(Material for the task begins)

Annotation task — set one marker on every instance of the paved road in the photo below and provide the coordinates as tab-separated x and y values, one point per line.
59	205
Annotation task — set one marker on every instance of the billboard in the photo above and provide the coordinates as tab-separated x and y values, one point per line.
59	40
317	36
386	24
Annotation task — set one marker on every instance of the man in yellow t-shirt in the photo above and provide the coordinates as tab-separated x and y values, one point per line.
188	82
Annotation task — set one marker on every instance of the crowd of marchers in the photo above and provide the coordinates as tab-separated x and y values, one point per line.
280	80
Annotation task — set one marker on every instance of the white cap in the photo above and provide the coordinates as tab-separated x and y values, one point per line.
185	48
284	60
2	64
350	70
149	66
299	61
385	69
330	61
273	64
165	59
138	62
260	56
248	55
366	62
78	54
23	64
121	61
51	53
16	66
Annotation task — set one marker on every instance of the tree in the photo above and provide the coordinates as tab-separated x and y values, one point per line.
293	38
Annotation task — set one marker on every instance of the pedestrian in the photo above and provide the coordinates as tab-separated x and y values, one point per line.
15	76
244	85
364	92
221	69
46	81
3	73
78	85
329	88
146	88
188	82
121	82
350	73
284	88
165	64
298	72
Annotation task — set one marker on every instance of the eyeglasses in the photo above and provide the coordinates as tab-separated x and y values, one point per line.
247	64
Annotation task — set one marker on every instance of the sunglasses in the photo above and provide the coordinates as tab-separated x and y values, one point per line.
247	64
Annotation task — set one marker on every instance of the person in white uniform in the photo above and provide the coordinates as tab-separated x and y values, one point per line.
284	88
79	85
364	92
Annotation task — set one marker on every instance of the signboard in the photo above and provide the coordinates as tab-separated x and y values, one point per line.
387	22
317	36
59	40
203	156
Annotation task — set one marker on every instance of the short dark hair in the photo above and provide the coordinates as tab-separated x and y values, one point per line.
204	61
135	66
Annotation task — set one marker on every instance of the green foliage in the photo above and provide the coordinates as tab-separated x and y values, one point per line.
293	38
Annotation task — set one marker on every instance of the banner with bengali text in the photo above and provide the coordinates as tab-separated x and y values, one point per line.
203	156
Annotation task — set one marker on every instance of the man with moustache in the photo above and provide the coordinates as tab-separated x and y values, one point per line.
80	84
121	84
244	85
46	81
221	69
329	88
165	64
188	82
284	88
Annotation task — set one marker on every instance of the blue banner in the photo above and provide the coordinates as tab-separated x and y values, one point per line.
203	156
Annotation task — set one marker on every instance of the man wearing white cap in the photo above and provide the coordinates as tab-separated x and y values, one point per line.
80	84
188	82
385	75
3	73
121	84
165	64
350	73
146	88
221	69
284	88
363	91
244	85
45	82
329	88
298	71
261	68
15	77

(Material for the task ends)

Task directions
Print the data above exactly.

Expected answer
Annotation task — set one marker on every instance of the paved road in the photo below and provide the coordinates as tab-separated x and y values, one point per line.
59	205
Annotation task — set one marker on every instance of the billboard in the photo above and provide the coordinates as tab-separated x and y values, one point per line.
59	40
317	36
386	24
Annotation task — set one marker on every instance of the man in yellow t-shirt in the photo above and provide the coordinates as tab-separated x and y values, one point per line.
188	82
Annotation task — set one marker on every instance of the crowd of marchers in the photo above and provide the coordinates as tab-separated x and y values, one point per line.
280	80
Annotation task — set one marker on every instance of the white cap in the photo above and provide the coordinates as tab-separated x and y values, one point per line.
185	48
284	60
2	64
350	70
149	66
299	61
385	69
330	61
273	64
165	59
138	62
260	56
248	55
366	62
78	54
23	64
121	61
51	53
16	66
Annotation task — set one marker on every instance of the tree in the photo above and provide the coordinates as tab-separated x and y values, one point per line.
293	38
Annotation task — set one marker on every instance of the pedestrian in the photo above and provide the coordinates as tab-separated x and y values, one point per line.
15	76
244	85
364	92
221	69
46	81
3	73
78	85
329	88
146	88
188	82
121	82
350	73
284	88
165	64
298	72
Annotation task — set one marker on every instance of the eyeglasses in the photo above and provide the coordinates as tab-separated x and y values, one point per line.
247	64
Annotation task — set one marker on every instance of the sunglasses in the photo above and provide the coordinates as tab-separated x and y values, one point per line.
247	64
Annotation task — set one marker on every instance of the person in white uniform in the photo above and provide the coordinates as tab-separated x and y values, one point per line.
284	88
79	85
364	92
Annotation task — set one marker on every instance of the signboard in the photo above and provide the coordinates as tab-separated x and y values, one point per line.
387	22
317	36
59	40
203	156
Annotation task — set one marker on every instance of the short dark hair in the photo above and provide the coordinates as tab-separated x and y values, one point per line.
204	61
135	66
Annotation task — set one marker on every instance of the green foliage in the photo above and provide the coordinates as tab-separated x and y values, one point per line.
293	38
Annotation task — set one marker on every instance of the banner with bengali text in the photo above and provide the coordinates as tab-separated x and y values, one point per line.
203	156
Annotation task — set one marker on every instance of the man with moustache in the photo above and provide the coordinates as tab-separated x and y values, one point per line.
80	84
121	84
244	85
46	81
221	69
329	88
165	64
188	82
284	88
Annotation task — set one marker on every instance of the blue banner in the photo above and provide the coordinates as tab-separated x and y values, one point per line.
203	156
Annotation task — set one marker on every instance of the man wearing white cap in the photo above and provide the coordinates as tab-separated x and y values, one point per line.
80	84
188	82
385	75
3	73
121	84
165	64
350	73
146	88
221	69
284	88
363	91
244	85
45	82
329	88
298	71
261	68
15	77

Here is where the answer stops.